::: THE DATA :::

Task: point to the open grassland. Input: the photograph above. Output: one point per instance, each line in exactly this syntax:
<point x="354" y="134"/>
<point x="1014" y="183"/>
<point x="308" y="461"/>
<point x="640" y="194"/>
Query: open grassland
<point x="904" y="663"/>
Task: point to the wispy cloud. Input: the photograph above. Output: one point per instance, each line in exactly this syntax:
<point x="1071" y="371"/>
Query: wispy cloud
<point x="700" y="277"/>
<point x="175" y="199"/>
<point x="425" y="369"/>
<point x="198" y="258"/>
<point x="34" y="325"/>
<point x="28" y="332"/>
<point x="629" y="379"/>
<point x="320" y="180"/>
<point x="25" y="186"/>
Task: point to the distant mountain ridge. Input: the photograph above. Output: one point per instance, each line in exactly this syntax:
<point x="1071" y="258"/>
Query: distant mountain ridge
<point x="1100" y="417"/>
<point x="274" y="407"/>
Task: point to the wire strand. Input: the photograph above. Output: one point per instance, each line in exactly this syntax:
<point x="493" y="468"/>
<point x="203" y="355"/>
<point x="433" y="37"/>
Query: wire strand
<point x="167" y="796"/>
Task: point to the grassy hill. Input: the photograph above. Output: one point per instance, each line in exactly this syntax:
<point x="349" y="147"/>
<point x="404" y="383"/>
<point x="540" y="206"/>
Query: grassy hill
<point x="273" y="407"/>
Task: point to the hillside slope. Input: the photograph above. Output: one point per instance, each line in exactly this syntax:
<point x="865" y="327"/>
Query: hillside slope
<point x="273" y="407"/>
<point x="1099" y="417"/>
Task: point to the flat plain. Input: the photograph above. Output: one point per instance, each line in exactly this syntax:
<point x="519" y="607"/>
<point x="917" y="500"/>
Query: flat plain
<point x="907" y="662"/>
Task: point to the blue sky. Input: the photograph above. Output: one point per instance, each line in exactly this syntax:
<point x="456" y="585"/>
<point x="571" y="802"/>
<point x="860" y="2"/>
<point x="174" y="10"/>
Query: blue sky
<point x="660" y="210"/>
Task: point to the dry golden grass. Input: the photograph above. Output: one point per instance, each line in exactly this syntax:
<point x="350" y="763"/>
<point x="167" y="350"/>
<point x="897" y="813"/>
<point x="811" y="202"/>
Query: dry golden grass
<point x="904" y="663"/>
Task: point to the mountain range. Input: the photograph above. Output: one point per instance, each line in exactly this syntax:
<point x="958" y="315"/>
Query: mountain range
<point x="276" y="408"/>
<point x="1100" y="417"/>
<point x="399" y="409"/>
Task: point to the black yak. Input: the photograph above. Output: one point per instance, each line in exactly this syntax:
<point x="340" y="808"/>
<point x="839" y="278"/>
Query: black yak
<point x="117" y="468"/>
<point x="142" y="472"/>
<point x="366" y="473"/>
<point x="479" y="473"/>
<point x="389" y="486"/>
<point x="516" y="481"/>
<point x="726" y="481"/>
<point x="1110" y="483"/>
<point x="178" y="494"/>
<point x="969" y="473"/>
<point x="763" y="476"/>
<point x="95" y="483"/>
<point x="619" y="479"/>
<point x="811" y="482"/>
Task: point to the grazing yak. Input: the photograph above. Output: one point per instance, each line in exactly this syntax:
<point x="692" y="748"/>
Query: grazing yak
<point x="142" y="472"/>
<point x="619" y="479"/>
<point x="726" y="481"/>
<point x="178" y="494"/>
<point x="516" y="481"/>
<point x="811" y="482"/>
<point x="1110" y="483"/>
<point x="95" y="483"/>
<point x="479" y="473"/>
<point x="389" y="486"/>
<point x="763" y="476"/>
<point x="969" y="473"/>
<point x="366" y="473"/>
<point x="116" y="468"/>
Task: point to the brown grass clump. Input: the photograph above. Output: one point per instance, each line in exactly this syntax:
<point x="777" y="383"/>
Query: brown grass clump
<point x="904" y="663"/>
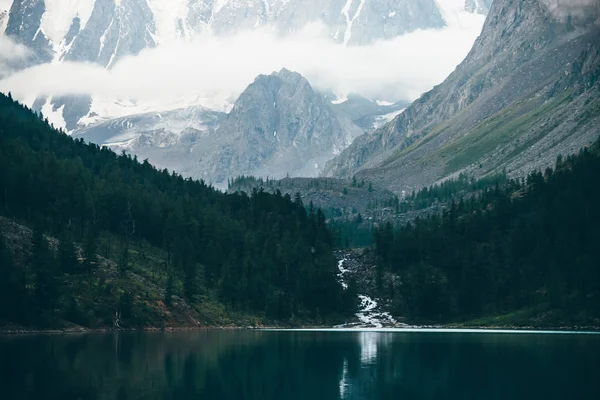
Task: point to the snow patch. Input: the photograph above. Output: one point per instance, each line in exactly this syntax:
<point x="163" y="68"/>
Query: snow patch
<point x="384" y="119"/>
<point x="59" y="15"/>
<point x="167" y="14"/>
<point x="54" y="117"/>
<point x="340" y="99"/>
<point x="350" y="21"/>
<point x="456" y="16"/>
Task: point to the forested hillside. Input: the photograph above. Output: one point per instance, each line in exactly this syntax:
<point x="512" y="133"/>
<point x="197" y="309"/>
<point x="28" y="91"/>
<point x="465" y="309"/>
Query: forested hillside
<point x="527" y="247"/>
<point x="259" y="253"/>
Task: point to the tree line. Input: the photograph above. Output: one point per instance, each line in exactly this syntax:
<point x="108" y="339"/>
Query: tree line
<point x="528" y="242"/>
<point x="259" y="252"/>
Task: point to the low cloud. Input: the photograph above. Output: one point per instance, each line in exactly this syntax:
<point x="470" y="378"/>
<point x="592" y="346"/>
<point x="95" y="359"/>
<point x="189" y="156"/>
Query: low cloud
<point x="219" y="68"/>
<point x="11" y="55"/>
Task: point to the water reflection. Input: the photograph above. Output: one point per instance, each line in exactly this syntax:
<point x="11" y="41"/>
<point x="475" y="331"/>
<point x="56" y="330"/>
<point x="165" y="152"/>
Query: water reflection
<point x="298" y="365"/>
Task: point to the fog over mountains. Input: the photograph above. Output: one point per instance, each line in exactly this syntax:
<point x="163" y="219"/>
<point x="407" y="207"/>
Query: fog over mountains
<point x="161" y="79"/>
<point x="528" y="91"/>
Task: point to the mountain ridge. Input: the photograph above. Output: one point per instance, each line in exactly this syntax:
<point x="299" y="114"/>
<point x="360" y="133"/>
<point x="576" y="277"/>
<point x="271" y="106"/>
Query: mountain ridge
<point x="499" y="80"/>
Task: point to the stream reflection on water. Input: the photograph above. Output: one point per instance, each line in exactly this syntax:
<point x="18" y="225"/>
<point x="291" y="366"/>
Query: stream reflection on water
<point x="255" y="365"/>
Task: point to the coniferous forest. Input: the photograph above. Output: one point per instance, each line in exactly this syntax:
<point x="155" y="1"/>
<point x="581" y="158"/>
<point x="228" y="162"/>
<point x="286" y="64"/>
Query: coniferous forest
<point x="528" y="245"/>
<point x="258" y="253"/>
<point x="116" y="242"/>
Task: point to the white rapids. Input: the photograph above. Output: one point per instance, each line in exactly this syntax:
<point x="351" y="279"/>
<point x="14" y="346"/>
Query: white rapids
<point x="369" y="314"/>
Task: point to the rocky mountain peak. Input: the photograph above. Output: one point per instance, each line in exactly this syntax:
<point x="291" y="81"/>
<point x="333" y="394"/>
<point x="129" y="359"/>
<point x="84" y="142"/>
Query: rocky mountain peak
<point x="279" y="126"/>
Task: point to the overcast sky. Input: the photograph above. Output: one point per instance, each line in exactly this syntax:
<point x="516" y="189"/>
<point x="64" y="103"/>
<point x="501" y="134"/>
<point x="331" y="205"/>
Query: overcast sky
<point x="217" y="69"/>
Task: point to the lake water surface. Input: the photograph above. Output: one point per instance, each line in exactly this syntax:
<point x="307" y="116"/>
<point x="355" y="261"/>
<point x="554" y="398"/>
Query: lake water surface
<point x="259" y="365"/>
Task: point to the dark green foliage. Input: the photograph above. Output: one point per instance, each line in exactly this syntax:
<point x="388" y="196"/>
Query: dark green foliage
<point x="516" y="245"/>
<point x="253" y="250"/>
<point x="445" y="192"/>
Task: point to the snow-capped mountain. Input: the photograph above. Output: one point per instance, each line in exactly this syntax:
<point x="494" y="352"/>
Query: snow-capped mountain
<point x="278" y="126"/>
<point x="104" y="31"/>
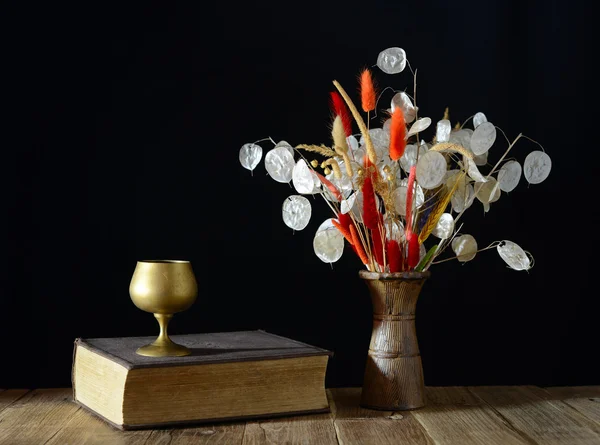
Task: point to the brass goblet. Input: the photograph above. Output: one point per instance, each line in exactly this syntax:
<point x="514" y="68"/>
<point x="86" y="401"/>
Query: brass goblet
<point x="163" y="287"/>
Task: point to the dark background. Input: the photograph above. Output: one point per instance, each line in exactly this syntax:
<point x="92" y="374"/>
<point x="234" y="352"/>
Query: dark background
<point x="121" y="143"/>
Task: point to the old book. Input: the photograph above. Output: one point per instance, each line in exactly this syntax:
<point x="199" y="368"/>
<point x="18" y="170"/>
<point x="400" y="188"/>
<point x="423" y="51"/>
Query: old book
<point x="228" y="376"/>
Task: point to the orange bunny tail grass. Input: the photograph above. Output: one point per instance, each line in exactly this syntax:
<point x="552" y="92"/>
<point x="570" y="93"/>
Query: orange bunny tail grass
<point x="343" y="231"/>
<point x="413" y="250"/>
<point x="395" y="259"/>
<point x="378" y="246"/>
<point x="339" y="108"/>
<point x="370" y="213"/>
<point x="359" y="249"/>
<point x="345" y="220"/>
<point x="397" y="134"/>
<point x="367" y="91"/>
<point x="409" y="197"/>
<point x="332" y="188"/>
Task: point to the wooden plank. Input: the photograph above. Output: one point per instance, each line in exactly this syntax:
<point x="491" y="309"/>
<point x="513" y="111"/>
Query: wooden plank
<point x="540" y="420"/>
<point x="83" y="428"/>
<point x="224" y="434"/>
<point x="584" y="399"/>
<point x="455" y="416"/>
<point x="305" y="429"/>
<point x="356" y="425"/>
<point x="345" y="404"/>
<point x="9" y="396"/>
<point x="36" y="417"/>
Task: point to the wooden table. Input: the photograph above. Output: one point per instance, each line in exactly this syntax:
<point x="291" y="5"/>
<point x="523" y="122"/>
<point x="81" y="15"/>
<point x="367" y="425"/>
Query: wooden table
<point x="454" y="415"/>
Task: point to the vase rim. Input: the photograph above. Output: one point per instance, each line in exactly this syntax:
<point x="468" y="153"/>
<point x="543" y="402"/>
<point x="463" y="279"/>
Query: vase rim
<point x="409" y="275"/>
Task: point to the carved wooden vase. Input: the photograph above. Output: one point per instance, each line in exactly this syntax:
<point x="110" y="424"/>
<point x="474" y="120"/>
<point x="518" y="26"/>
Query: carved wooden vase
<point x="393" y="377"/>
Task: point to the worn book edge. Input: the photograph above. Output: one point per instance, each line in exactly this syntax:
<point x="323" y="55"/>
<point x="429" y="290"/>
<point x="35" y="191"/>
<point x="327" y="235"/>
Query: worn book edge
<point x="80" y="342"/>
<point x="185" y="423"/>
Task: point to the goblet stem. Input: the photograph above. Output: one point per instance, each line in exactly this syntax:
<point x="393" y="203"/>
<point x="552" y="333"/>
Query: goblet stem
<point x="163" y="322"/>
<point x="163" y="346"/>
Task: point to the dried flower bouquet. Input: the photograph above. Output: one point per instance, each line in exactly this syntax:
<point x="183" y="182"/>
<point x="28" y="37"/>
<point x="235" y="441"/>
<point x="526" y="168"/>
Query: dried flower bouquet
<point x="390" y="190"/>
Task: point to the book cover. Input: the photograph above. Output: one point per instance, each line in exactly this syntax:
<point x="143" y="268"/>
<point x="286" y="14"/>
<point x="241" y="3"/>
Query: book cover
<point x="228" y="376"/>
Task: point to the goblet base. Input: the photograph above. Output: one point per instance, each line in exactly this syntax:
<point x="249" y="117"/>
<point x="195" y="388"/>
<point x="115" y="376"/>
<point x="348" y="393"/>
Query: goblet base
<point x="163" y="349"/>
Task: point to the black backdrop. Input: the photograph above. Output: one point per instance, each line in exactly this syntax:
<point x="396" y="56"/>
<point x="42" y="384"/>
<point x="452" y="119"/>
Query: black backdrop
<point x="122" y="144"/>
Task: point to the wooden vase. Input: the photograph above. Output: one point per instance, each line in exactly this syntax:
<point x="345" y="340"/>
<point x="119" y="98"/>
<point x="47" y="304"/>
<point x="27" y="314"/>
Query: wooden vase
<point x="393" y="378"/>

:::

Starting at the line that contains "Task: point to the dried", output each remaining line of the listing, the last line included, exactly as it appears.

PROBLEM SOLUTION.
Task: point to the dried flower bouquet. Input: the photograph above. Output: one point per instance, each line in exactly this syntax:
<point x="183" y="182"/>
<point x="28" y="37"/>
<point x="235" y="441"/>
<point x="526" y="168"/>
Query: dried flower bouquet
<point x="390" y="190"/>
Task: point to the book cover. Input: the photograph above. Output: one point per instance, each line in exactly this syntax:
<point x="143" y="268"/>
<point x="286" y="14"/>
<point x="241" y="3"/>
Query: book cover
<point x="228" y="376"/>
Task: point to the goblet base. Input: the photograph above. Output: one point per instance, each line in exactly this syntax:
<point x="249" y="117"/>
<point x="195" y="388"/>
<point x="115" y="376"/>
<point x="348" y="393"/>
Query: goblet base
<point x="163" y="349"/>
Task: point to the black backdrop. Input: the photograph above. Output: one point per instance, each line in exactly this syntax:
<point x="396" y="56"/>
<point x="42" y="384"/>
<point x="452" y="119"/>
Query: black backdrop
<point x="122" y="144"/>
Task: point to the wooden vase. Input: the photograph above. Output: one point per instance, each line in exactly this syntax:
<point x="345" y="340"/>
<point x="119" y="98"/>
<point x="47" y="304"/>
<point x="27" y="314"/>
Query: wooden vase
<point x="393" y="378"/>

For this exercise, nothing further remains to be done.